What is asked →
Please count the lines in the items below that contain the string "painted", treating uppercase and lowercase as different, and give only the number.

Supplied records →
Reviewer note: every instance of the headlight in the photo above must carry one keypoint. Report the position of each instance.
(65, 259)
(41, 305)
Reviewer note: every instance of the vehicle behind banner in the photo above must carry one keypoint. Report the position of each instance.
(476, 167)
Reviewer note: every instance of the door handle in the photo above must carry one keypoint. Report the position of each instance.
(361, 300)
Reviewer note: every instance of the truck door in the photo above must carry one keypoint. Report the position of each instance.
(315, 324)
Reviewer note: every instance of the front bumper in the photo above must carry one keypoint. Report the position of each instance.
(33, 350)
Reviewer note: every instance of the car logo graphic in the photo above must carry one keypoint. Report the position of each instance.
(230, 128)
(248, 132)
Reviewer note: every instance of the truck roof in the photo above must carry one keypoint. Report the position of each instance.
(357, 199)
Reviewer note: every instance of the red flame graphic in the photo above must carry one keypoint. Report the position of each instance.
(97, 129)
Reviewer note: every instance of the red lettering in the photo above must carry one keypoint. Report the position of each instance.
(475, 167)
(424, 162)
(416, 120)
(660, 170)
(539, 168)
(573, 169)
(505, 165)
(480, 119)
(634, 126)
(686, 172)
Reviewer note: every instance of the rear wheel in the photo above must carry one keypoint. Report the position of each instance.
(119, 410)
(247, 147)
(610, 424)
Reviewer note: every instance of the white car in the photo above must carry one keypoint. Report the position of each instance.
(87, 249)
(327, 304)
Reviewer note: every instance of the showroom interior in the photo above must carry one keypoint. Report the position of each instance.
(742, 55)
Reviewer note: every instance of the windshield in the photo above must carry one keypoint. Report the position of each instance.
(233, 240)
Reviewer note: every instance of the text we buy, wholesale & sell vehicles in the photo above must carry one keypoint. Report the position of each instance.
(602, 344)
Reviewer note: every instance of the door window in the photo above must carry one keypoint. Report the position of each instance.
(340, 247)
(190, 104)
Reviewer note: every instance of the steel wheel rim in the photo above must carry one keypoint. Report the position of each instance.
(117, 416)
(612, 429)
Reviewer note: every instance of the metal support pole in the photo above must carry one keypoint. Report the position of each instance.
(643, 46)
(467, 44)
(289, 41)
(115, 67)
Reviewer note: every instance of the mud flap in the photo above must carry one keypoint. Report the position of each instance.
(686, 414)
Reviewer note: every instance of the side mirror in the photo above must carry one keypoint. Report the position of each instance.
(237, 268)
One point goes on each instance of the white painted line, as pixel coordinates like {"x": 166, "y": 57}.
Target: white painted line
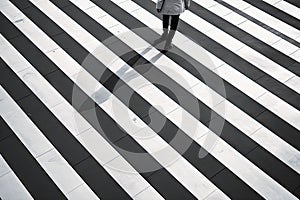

Result of this task →
2